◆ **LIST OF TASKS**
**a)** Answer these questions about the Archie Alexander text, each on its own line:
(i) The dean of which university's engineering school said he had never heard of a Negro engineer?
(ii) What kind of firms denied Alexander employment early in his career?
(iii) What unusual venture did he enter several times with his engineering company?
**b)** Please duplicate the entries from the line with "Scan the image above for shoreline." to the line with "327;353;342;369", including both of those lines.

#### DOCUMENT SECTION ####

After the dean of the engineering school at the State University of Iowa told him that he had never heard of a Negro engineer and tried to persuade him to find another career choice, Archie Alexander became more determined than ever to pursue his professional goal. Although denied employment with white architectural firms early in his career, Alexander remain steadfast and later became a successful engineer and builder of large-scale construction projects, such as highways, bridges, viaducts, and municipal power and sewage plants. He established his own engineering company, several times entering in interracial partnerships—an unusual venture of that time—and became a wealthy man. He was also a politician and worked for civil rights causes.

#### STORED DATA ####

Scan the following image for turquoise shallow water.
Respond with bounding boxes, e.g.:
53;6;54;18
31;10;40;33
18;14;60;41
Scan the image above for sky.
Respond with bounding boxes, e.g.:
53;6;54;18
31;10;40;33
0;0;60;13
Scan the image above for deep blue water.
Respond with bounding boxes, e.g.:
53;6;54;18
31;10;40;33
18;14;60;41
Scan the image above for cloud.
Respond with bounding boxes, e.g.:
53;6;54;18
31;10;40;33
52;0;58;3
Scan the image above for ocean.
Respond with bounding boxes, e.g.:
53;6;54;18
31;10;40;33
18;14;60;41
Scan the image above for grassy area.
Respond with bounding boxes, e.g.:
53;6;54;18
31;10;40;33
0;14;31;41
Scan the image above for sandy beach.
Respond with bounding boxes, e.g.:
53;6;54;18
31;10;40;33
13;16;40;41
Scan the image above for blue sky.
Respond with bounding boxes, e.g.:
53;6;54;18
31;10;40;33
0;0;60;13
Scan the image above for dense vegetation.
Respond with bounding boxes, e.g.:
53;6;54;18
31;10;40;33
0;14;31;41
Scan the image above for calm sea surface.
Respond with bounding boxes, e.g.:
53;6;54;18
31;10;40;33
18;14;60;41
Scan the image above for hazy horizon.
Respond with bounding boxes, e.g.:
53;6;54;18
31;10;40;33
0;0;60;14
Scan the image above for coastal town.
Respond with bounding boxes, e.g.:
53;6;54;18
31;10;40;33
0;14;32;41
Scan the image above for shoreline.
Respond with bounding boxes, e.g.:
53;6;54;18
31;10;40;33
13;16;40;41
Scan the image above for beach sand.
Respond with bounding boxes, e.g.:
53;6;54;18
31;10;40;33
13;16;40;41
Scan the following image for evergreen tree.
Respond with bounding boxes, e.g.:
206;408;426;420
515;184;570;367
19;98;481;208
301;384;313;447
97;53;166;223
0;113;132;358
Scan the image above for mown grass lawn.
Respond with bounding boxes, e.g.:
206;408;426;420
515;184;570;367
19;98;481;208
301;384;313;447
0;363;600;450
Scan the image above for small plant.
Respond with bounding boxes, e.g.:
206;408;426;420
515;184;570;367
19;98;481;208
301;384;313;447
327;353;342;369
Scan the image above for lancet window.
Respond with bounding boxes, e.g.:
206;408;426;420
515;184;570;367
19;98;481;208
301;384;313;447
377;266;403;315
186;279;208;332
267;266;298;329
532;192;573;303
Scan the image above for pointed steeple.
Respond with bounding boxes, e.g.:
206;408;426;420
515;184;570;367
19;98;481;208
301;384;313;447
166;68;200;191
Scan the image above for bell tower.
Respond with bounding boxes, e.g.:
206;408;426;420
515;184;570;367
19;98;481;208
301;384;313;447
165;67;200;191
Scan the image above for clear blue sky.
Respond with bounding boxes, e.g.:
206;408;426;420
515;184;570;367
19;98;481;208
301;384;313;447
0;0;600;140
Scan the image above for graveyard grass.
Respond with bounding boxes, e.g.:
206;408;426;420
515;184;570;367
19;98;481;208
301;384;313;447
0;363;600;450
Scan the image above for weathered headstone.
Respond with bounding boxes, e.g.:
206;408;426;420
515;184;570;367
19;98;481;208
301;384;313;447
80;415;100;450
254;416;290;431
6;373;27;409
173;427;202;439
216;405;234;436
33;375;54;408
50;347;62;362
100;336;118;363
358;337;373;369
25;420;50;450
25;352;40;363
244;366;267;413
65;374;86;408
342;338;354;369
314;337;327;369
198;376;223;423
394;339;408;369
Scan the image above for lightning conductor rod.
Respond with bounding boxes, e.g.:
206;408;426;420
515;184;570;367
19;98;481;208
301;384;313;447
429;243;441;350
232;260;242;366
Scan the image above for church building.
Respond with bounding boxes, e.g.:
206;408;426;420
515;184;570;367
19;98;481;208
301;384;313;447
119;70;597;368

####

◆ **RESULTS OF THE TASKS**
**a)**
(i) The State University of Iowa
(ii) White architectural firms
(iii) Interracial partnerships

**b)**
Scan the image above for shoreline.
Respond with bounding boxes, e.g.:
53;6;54;18
31;10;40;33
13;16;40;41
Scan the image above for beach sand.
Respond with bounding boxes, e.g.:
53;6;54;18
31;10;40;33
13;16;40;41
Scan the following image for evergreen tree.
Respond with bounding boxes, e.g.:
206;408;426;420
515;184;570;367
19;98;481;208
301;384;313;447
97;53;166;223
0;113;132;358
Scan the image above for mown grass lawn.
Respond with bounding boxes, e.g.:
206;408;426;420
515;184;570;367
19;98;481;208
301;384;313;447
0;363;600;450
Scan the image above for small plant.
Respond with bounding boxes, e.g.:
206;408;426;420
515;184;570;367
19;98;481;208
301;384;313;447
327;353;342;369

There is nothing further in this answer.